What the task requires:
Count how many lines of the material below contain the word "have". Reply with that number alone.

===== Entries provided

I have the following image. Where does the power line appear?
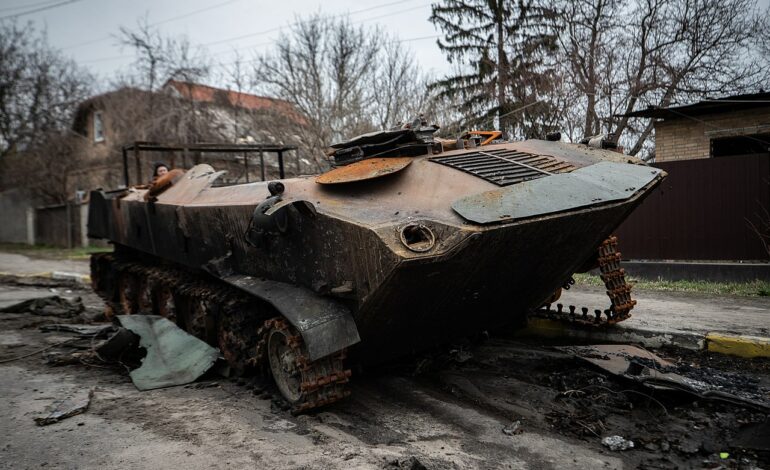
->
[0,0,59,11]
[150,0,241,26]
[219,34,441,67]
[207,0,428,60]
[201,0,416,46]
[80,0,439,69]
[62,0,241,50]
[0,0,82,20]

==========

Solution:
1